### [Data extract]
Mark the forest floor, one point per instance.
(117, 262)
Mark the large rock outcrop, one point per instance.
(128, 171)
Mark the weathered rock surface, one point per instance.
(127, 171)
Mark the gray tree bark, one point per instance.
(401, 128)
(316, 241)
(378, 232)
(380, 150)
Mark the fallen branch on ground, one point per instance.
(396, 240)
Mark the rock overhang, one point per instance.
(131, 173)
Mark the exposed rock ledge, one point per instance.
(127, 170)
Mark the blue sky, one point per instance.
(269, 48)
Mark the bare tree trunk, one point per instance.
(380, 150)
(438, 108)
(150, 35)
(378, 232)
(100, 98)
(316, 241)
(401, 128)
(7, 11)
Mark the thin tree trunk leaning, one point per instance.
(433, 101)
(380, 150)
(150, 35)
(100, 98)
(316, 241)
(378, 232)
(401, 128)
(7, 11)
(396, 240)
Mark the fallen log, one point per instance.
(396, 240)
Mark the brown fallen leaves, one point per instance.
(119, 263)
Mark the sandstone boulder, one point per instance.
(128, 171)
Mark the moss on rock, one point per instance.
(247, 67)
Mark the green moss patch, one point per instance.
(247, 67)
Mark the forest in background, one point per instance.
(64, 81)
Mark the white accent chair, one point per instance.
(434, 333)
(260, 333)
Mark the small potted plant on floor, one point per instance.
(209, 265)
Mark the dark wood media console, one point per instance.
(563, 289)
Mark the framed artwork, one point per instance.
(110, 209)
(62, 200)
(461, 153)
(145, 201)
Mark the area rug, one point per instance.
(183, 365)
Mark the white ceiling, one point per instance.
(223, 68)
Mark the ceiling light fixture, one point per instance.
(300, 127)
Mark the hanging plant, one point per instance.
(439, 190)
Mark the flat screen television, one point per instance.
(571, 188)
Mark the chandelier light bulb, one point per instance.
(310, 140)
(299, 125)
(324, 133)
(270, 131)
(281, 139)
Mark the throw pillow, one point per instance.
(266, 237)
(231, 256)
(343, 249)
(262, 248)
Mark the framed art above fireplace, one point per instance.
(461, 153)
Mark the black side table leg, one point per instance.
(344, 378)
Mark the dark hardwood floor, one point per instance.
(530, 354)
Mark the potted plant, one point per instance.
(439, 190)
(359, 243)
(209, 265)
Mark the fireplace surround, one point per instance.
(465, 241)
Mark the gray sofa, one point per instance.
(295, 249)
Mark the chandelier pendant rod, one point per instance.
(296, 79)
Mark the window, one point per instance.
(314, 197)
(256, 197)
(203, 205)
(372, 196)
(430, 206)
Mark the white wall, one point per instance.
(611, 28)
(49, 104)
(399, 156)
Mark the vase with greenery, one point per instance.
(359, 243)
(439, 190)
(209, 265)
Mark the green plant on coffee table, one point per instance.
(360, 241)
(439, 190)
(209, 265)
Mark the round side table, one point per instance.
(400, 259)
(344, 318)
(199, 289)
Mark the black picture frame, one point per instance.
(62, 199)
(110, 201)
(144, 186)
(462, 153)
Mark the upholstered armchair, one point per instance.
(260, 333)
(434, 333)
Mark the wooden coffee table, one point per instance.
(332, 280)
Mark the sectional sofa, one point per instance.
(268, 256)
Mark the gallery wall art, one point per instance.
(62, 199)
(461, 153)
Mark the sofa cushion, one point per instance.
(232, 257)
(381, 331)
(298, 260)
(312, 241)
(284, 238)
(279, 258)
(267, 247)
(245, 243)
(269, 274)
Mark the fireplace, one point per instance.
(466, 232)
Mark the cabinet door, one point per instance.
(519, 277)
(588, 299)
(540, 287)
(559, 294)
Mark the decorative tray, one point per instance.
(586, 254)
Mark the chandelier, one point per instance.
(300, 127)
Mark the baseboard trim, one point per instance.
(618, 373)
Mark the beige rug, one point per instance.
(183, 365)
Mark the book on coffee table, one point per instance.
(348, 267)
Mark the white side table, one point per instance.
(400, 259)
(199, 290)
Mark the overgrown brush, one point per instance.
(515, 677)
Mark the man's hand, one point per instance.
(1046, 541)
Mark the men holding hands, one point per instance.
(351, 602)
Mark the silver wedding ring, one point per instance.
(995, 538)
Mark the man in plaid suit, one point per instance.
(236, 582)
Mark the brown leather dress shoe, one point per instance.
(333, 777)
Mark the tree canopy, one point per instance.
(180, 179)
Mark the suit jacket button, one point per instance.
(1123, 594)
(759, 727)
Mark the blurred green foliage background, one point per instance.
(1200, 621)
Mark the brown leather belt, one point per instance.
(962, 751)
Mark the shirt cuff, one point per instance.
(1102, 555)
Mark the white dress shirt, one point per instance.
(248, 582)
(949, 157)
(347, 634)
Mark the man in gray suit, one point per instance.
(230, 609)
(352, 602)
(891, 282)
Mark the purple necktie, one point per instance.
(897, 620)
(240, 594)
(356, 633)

### [What the task requires]
Reproduce the material above precisely, omitting nothing.

### [Written response]
Mark the forest floor, one point per instance.
(117, 262)
Mark the large rock outcrop, one point per instance.
(128, 171)
Mark the weathered rock surface, one point per instance.
(127, 171)
Mark the gray tree bark, one point per instance.
(401, 128)
(316, 241)
(378, 232)
(380, 150)
Mark the fallen branch on ground, one point per instance.
(396, 240)
Mark the rock overhang, one point per instance.
(131, 173)
Mark the exposed rock ledge, one point per instance.
(127, 170)
Mark the blue sky, one point per instance.
(269, 48)
Mark the bare tree trunk, one point per instance.
(380, 150)
(438, 108)
(150, 35)
(378, 232)
(100, 98)
(316, 241)
(401, 128)
(7, 11)
Mark the thin tree trunk leaning, one point per instance.
(433, 101)
(380, 150)
(150, 35)
(100, 98)
(316, 241)
(378, 232)
(401, 128)
(7, 11)
(396, 240)
Mark the fallen log, one point per instance.
(396, 240)
Mark the brown fallen leaves, one point per instance.
(119, 263)
Mark the sandstone boulder, one point per instance.
(128, 171)
Mark the moss on rock, one point per instance.
(247, 67)
Mark the green moss patch, one point per instance.
(247, 67)
Mark the forest in background, one point per instance.
(64, 81)
Mark the white accent chair, one point per instance.
(434, 333)
(260, 333)
Mark the small potted plant on floor, one point per instance.
(209, 265)
Mark the dark wood media console, one point per instance.
(563, 289)
Mark the framed artwork, one point per instance.
(110, 209)
(62, 200)
(461, 153)
(145, 201)
Mark the area rug, one point per instance.
(183, 365)
Mark the white ceiling, one point per instance.
(223, 68)
Mark the ceiling light fixture, one point per instance.
(300, 127)
Mark the hanging plant, one point per instance.
(439, 190)
Mark the flat screen television, one point per instance.
(571, 188)
Mark the chandelier light bulb, one point per instance.
(310, 140)
(299, 125)
(324, 133)
(270, 131)
(281, 139)
Mark the throw pillow, one point per instance.
(266, 237)
(231, 256)
(343, 249)
(262, 248)
Mark the framed art above fireplace, one point per instance.
(461, 153)
Mark the black side table leg, one point per instance.
(344, 378)
Mark the dark hardwood floor, one point per instance.
(530, 354)
Mark the potted plant, one point per instance.
(439, 190)
(359, 243)
(209, 265)
Mark the fireplace surround, one point per instance.
(465, 241)
Mark the gray sofa, one point per instance.
(295, 249)
Mark the chandelier pendant rod, one point per instance.
(296, 79)
Mark the window, one point per instance.
(314, 197)
(256, 197)
(203, 205)
(372, 196)
(430, 206)
Mark the white wall, one point per instance.
(611, 28)
(49, 104)
(399, 156)
Mark the vase with greenery, one point per instance.
(359, 243)
(439, 190)
(209, 265)
Mark the green plant on coffee table, one point per instance.
(360, 241)
(439, 190)
(209, 265)
Mark the round side table, one point per instance.
(400, 259)
(344, 318)
(199, 289)
Mark the black picture frame, one point per instance.
(62, 199)
(110, 201)
(144, 186)
(462, 153)
Mark the upholstered armchair, one point per instance.
(260, 333)
(434, 333)
Mark the wooden coffee table, one point per instance.
(332, 280)
Mark the sectional sofa, one point per instance.
(268, 256)
Mark the gallery wall art, one point per instance.
(62, 199)
(461, 153)
Mark the sofa cushion, one point per instance.
(232, 257)
(381, 331)
(298, 260)
(312, 241)
(284, 238)
(279, 258)
(267, 247)
(245, 243)
(269, 274)
Mark the fireplace, one point per instance.
(466, 232)
Mark the cabinet door, one point per instance.
(519, 277)
(588, 299)
(540, 287)
(559, 294)
Mark the decorative tray, one point per instance.
(586, 254)
Mark the chandelier, one point per instance.
(300, 127)
Mark the baseboard trim, one point per instance.
(618, 373)
Mark the beige rug, one point per instance.
(183, 365)
Mark the book on coffee table, one point per instance.
(348, 267)
Mark the white side table, one point per instance.
(400, 259)
(199, 290)
Mark the overgrown brush, one point per instance.
(515, 677)
Mark the man's hand, one point per instance.
(1046, 541)
Mark the men holding hands, one point per instance.
(351, 602)
Mark the silver wedding ring, one point per instance.
(995, 538)
Mark the man in plaid suit, one point per instance.
(236, 582)
Mark the brown leather dress shoe, one point per instance.
(333, 777)
Mark the tree canopy, one point per instance.
(180, 179)
Mark the suit jacket button, one point per instance.
(1123, 594)
(759, 727)
Mark the blurred green foliage background, one point per instance.
(1200, 621)
Mark the brown leather belt, one point per instance.
(962, 751)
Mark the shirt cuff, one point per instance.
(1102, 555)
Mark the white dress shirt, one point per instance.
(248, 582)
(949, 157)
(347, 634)
Mark the man in gray suit, one point per instance.
(230, 609)
(352, 602)
(891, 282)
Mark the purple necktie, one point per instance.
(897, 620)
(240, 594)
(356, 633)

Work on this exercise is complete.